**SET PROBLEM**
Extend the forum thread below on whether a dunk sparge improves BIAB efficiency, picking up from its last line.

**DOCUMENT SEGMENT**
·····
# BIAB dunk sparge efficiency benefits?



## brando (25/5/14)

Hi guys,

I've been out of brewing for a couple of years, but before my break it was popular to be doing a dunk sparge. I was doing it, and believed that my efficiency was better as a result.

I've just been reading over on the BIABrewer forum that the increased efficiency from a separate dunk sparge is pretty much a myth, and that I'm better off saving myself some time and effort and just full volume mash (and do it for longer - say 90 mins instead of 60 mins). 

They are saying that numerous side by side tests have proven it.

Thoughts?


----------



## brewbienewbie (25/5/14)

I'm interested in this myself, I've just done my first full-volume biab mash after a few years doing maxi-biab with a sparge. It didn't go well - my efficiency was shithouse. I hadn't heard about the 90min thing, maybe I'll give that a crack next time.


----------



## hathro (25/5/14)

90 min then mashout. Listen to the BIAB podcast in the other thread.


----------



## brando (25/5/14)

hathro said:


> 90 min then mashout. Listen to the BIAB podcast in the other thread.


I'm interested... but which other thread are you referring to??


----------



## Bribie G (25/5/14)

I'm still in two minds, been BIABbing for nearly six years now. Pistol Patch would probably shoot me down in flames but:

Full volume BIAB has the mash AND the "sparge" water added at the beginning of the mash. So you end up with a kettle of wort and a bag of spent grain. There's still a small amount of full strength wort left trapped in the grains.

With 3V you theoretically start with the same amount of water at the beginning of the mash, just that you don't use it all at once. You use some for mashing and reserve some for sparging, and end up with a kettle of wort and spent grain.

With 3V you don't sparge to death as this would weaken the wort requiring a longer boil, as well as extracting tannins, but I'd bet that the spent grain left after 3V is not as "sweet" with trapped wort as the spent grain left after BIAB.

so I personally believe that a small sparge of your spent grains, a "dunk sparge" could flush out some useful fermentables, as long as you use water that you have reserved from the initial strike volume.

I haven't heard a convincing argument otherwise, maybe somebody at a systems wars type brewday could taste the spent grain from various systems and post results.

In any case I doubt if the recovery of this "wasted wort" would add more than a couple of points, personally I don't bother dunk sparging but can see the (slight) attraction if you can be arsed to do it.


----------



## stakka82 (25/5/14)

When I sparge I always get 80%, when don't I get around 70%. Always the same results over about 50 bigw biabs. 

Whether I do it or not depends on how much I need the extra gravity for a given beer and if I can be bothered, which isn't often these days!


----------



## Bribie G (25/5/14)

Agree, for me a couple of dollars of extra base grain outweighs the hassle of sparging on the side with doubtful extraction rates, plus an extra vessel to clean up. The beauty of BIAB is that it's a single vessel, straightforward method of wort production. I've experimented with lautering, sparging, etc. but I'm into making beer, not tweaking efficiency as part of a pissing contest. B)


----------



## GABBA110360 (25/5/14)

I usuallty start with 62l for a double batch 46l
I mash in 42l
then dunk sparge in the other 20l at the same mash temp 
then wring the crap out of tha bag and still only get 70 %
but that works for me
biab


----------



## hathro (25/5/14)
·····
**INFORMATION GIVEN**

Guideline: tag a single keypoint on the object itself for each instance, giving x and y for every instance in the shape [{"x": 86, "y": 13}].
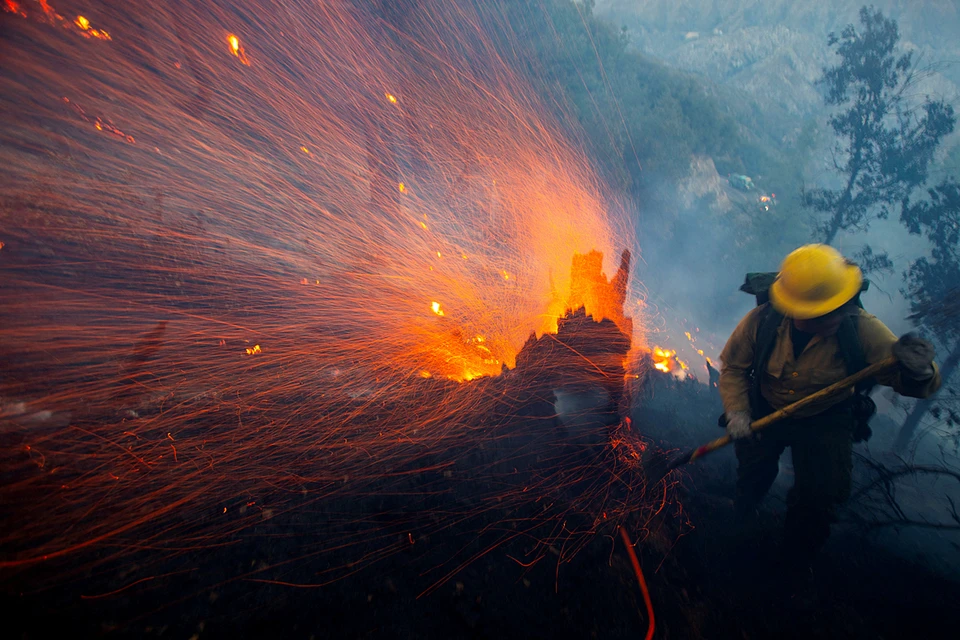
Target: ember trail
[{"x": 255, "y": 253}]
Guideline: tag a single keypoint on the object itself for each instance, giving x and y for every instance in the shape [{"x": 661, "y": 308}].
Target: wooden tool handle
[{"x": 790, "y": 409}]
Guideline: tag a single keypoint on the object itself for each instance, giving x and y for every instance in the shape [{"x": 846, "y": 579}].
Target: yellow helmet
[{"x": 813, "y": 281}]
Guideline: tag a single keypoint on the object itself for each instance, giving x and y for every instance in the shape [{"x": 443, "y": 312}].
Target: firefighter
[{"x": 812, "y": 333}]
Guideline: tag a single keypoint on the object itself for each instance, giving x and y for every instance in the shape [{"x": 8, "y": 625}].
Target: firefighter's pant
[{"x": 822, "y": 449}]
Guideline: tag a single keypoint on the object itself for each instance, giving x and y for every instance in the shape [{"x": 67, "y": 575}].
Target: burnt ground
[{"x": 400, "y": 575}]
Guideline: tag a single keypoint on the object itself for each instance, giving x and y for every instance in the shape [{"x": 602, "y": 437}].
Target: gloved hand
[
  {"x": 915, "y": 355},
  {"x": 738, "y": 425}
]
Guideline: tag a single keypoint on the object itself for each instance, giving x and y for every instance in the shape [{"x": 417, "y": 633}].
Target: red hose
[{"x": 640, "y": 580}]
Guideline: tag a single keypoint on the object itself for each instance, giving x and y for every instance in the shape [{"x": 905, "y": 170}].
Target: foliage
[
  {"x": 885, "y": 143},
  {"x": 932, "y": 283},
  {"x": 641, "y": 120}
]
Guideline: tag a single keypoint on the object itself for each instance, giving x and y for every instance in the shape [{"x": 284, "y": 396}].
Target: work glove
[
  {"x": 915, "y": 355},
  {"x": 738, "y": 425}
]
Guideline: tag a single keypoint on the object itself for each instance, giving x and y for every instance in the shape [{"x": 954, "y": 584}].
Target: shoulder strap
[{"x": 769, "y": 323}]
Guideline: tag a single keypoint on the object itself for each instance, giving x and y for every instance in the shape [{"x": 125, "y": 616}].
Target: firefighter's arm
[
  {"x": 877, "y": 342},
  {"x": 736, "y": 361}
]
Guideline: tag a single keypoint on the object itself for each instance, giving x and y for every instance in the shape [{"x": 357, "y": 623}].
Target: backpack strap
[{"x": 767, "y": 327}]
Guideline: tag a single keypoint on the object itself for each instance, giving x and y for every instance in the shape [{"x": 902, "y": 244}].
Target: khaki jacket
[{"x": 787, "y": 380}]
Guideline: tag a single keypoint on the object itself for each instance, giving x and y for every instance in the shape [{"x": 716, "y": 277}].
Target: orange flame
[{"x": 237, "y": 49}]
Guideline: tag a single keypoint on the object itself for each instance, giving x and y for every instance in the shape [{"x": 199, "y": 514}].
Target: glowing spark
[
  {"x": 237, "y": 50},
  {"x": 663, "y": 359},
  {"x": 13, "y": 7}
]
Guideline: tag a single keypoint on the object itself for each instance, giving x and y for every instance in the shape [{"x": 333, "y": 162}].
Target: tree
[
  {"x": 932, "y": 286},
  {"x": 884, "y": 142}
]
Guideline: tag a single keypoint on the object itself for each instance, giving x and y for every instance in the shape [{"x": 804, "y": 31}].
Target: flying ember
[{"x": 230, "y": 281}]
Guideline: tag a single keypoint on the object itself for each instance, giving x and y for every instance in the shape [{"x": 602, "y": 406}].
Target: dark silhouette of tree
[
  {"x": 933, "y": 286},
  {"x": 885, "y": 142}
]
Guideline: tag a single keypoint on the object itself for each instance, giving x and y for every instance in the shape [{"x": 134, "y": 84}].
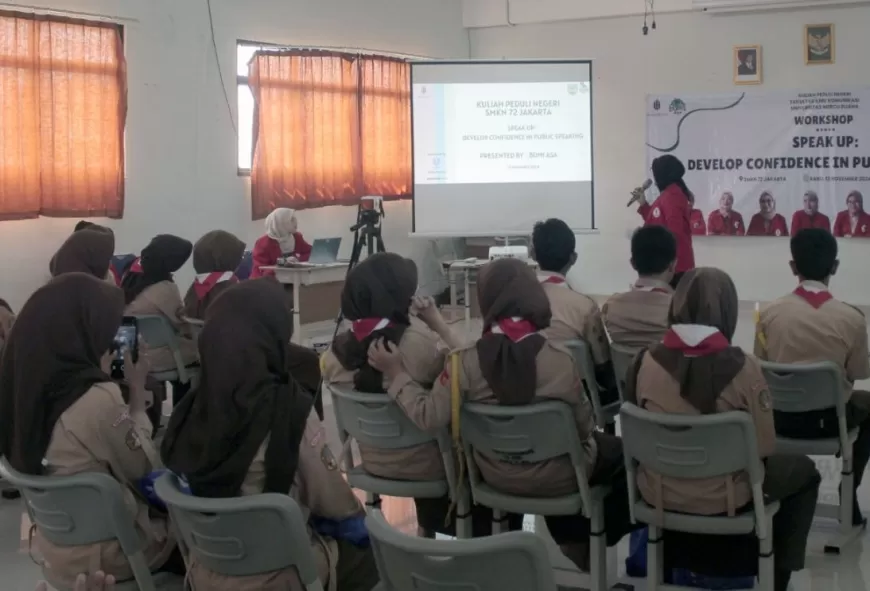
·····
**OUTPUT OF THE TASK**
brando said:


> I'm interested... but which other thread are you referring to??


http://aussiehomebrewer.com/topic/79912-biab-legacy-podcast/


----------



## brando (25/5/14)

stakka82 said:


> When I sparge I always get 80%, when don't I get around 70%. Always the same results over about 50 bigw biabs.
> 
> Whether I do it or not depends on how much I need the extra gravity for a given beer and if I can be bothered, which isn't often these days!


This is the kind of comment I recall everyone seemed to be saying a few years back!

My own efficiency went from high 60's to mid 70's when I changed to dunk sparging. The BIABrewer forum thread suggested that the greater efficiency is just a result of longer mash time, effectively resulting from longer contact of grains with mash-zone temp water - about 30 mins more. But my dunk sparge lasts no longer than 10 mins, and I'm sure that if I do a full volume mash and simply extend the time from 60 mins to 70 mins I won't get 5%+ increase in efficiency. So I'm puzzled!!!


----------



## Bribie G (25/5/14)

It would be interesting to know what system the "side by side" tests were conducted on vs BIAB.

However having said that, the podcast really crystallised the 90 minute mash idea for me. As BIAB brewers we don't usually think about what happens with other systems, none of our business. However a one hour mash isn't really a one hour mash for 3v and other brewers because they sparge, and during that sparge which can be quite long for a fly sparge, there is still some mashing going on.


----------



## Phoney (25/5/14)

Personally I've found sfa difference between 60 and 90 min mash times on efficiency. It takes me 25 mins to ramp up to mash out temp so I figure it's almost a 90 min mash anyhow.


----------



## nzdavea (25/5/14)

No sparge I get around 67-69%, batch sparge 77 deg for 10 min I'm up around 75%. Not too worried about theories, that's what I've found in practice. For a 23l fermenter volume I do a 20l biab mash (60 min), mashout then 14l batch sparge for 10 min.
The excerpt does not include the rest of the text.